La politique de la science est de plus en plus conduite par la compétition « au détriment de la coopération », s’indigne un collectif de 16 chercheurs.

Le monde de la recherche française a bondi deux fois en une seule journée, le mardi 26 novembre : le matin, en lisant les propos du président-directeur général du CNRS [publiés dans le quotidien Les Echos], et le soir en visionnant le discours du président de la République pour les 80 ans de cette institution.

Le premier, Antoine Petit, résumait ainsi l’idéologie qui sous-tend la future loi de programmation de la recherche, dont la présentation est prévue pour février 2020 : «  Il faut une loi ambitieuse, inégalitaire – oui, inégalitaire, une loi vertueuse et darwinienne, qui encourage les scientifiques, équipes, laboratoires, établissements les plus performants à l’échelle internationale, une loi qui mobilise les énergies. »

● Consigne: Recopiez à l'identique un passage du texte sur la politique de la recherche : partez des mots « Le monde de » et arrêtez-vous après « de cette institution. ».

● Données fournies:
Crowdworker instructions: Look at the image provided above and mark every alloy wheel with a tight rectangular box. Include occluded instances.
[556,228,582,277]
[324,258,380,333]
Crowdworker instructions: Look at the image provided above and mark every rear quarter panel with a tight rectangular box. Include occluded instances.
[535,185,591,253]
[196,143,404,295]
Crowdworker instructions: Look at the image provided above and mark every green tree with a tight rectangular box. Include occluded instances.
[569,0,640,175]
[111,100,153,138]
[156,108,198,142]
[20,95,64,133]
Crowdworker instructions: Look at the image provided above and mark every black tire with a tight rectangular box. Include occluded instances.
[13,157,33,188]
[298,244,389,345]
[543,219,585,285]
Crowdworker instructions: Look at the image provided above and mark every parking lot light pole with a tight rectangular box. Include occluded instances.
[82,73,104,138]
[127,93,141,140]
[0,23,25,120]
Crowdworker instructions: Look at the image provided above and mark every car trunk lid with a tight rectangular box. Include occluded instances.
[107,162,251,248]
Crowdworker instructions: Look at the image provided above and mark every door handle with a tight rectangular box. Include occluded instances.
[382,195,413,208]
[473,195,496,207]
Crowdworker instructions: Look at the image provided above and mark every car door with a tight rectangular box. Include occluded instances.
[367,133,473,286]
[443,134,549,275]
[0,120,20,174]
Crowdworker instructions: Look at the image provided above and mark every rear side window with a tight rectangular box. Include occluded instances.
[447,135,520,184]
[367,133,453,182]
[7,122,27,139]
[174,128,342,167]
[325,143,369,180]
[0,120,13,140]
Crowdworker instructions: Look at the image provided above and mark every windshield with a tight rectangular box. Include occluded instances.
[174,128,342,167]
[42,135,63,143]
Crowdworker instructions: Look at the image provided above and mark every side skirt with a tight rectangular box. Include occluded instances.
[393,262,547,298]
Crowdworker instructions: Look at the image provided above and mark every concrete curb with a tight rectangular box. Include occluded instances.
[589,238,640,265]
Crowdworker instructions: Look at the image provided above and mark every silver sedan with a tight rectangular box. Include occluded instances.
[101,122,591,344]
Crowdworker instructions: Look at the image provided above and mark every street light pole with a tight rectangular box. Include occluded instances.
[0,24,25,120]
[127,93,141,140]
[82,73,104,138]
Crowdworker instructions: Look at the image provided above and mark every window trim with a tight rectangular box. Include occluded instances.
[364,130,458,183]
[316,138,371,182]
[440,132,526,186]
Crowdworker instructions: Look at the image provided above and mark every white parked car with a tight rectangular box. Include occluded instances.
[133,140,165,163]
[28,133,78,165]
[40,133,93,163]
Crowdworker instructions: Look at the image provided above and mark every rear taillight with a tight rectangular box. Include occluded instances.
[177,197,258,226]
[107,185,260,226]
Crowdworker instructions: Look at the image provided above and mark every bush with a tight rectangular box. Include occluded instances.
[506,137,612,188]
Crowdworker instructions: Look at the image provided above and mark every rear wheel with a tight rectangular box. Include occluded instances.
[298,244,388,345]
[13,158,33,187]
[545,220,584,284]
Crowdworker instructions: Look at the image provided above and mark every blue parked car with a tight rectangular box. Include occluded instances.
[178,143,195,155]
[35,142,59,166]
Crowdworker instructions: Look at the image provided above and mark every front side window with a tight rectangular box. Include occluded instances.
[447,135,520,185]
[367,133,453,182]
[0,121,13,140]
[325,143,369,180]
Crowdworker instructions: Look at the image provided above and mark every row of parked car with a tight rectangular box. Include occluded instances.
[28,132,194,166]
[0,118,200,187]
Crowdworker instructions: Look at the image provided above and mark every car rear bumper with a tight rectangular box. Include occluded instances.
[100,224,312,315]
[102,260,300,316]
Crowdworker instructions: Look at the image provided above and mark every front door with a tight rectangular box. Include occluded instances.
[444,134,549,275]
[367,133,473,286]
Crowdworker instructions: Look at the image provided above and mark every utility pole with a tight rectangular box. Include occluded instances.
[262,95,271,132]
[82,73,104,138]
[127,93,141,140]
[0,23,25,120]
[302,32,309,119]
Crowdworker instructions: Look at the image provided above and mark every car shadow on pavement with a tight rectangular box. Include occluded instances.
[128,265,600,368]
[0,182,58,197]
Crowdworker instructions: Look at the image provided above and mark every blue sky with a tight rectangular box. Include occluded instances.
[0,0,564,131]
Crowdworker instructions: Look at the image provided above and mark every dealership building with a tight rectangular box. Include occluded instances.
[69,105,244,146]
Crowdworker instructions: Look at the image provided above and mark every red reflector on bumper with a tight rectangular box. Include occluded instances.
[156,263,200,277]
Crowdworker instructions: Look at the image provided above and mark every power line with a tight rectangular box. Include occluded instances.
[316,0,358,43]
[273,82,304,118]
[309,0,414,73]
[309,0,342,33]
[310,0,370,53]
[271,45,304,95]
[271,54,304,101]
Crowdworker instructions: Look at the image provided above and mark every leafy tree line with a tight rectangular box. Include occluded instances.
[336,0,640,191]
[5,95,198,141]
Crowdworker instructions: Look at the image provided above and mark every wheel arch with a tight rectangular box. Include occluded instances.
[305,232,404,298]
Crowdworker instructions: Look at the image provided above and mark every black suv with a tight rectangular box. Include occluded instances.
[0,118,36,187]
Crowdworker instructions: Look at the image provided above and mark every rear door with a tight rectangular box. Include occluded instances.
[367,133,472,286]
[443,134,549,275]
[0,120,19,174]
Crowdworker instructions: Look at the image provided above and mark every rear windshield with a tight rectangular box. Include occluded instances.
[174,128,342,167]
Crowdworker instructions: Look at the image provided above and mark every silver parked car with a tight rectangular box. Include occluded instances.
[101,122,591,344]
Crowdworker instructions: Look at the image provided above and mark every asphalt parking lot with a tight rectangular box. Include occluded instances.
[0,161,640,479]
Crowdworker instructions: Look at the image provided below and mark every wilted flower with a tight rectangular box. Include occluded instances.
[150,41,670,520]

...

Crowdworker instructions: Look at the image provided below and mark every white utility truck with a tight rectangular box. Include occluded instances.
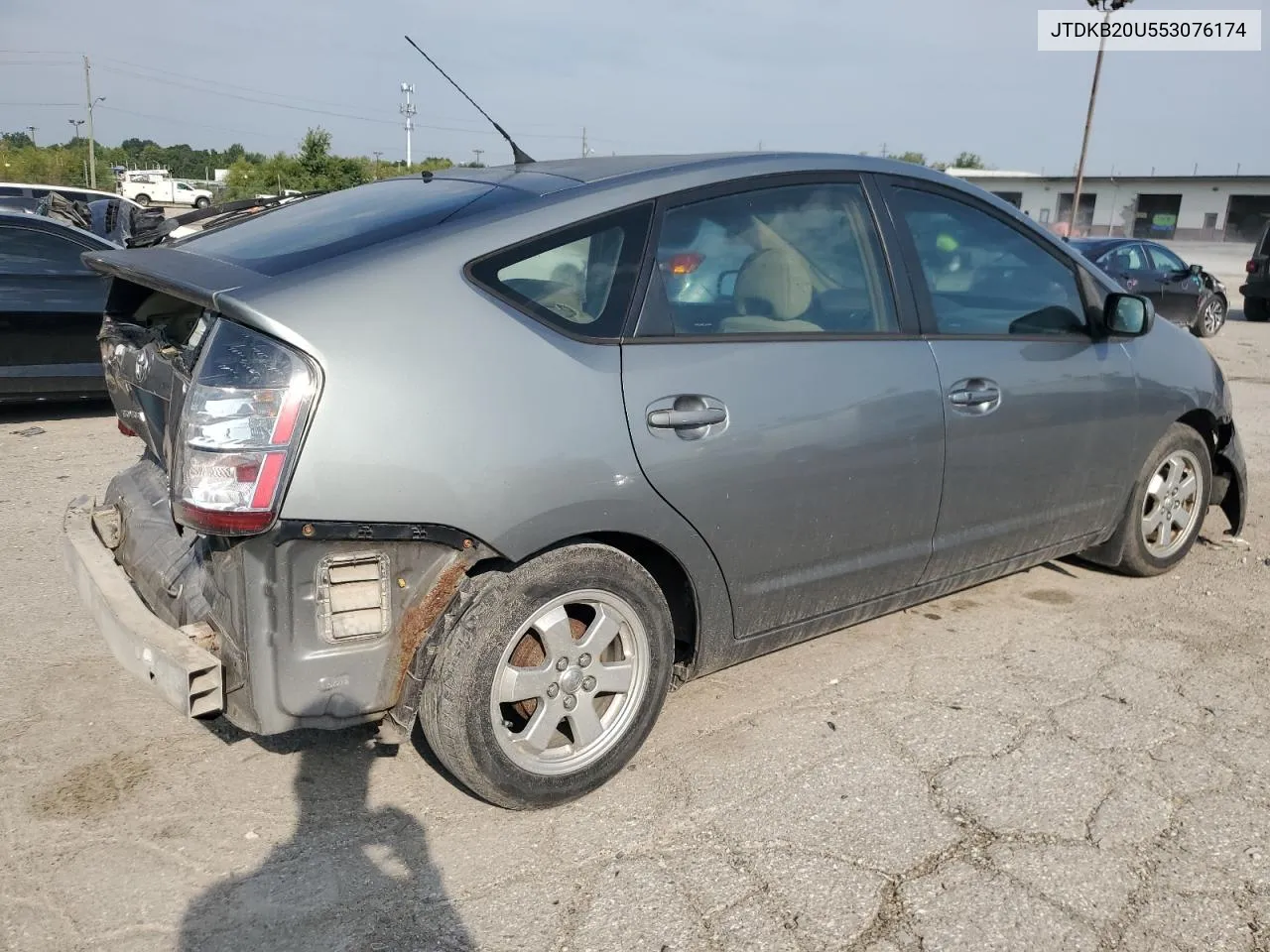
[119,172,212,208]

● Résultat attendu:
Le monde de la recherche française a bondi deux fois en une seule journée, le mardi 26 novembre : le matin, en lisant les propos du président-directeur général du CNRS [publiés dans le quotidien Les Echos], et le soir en visionnant le discours du président de la République pour les 80 ans de cette institution.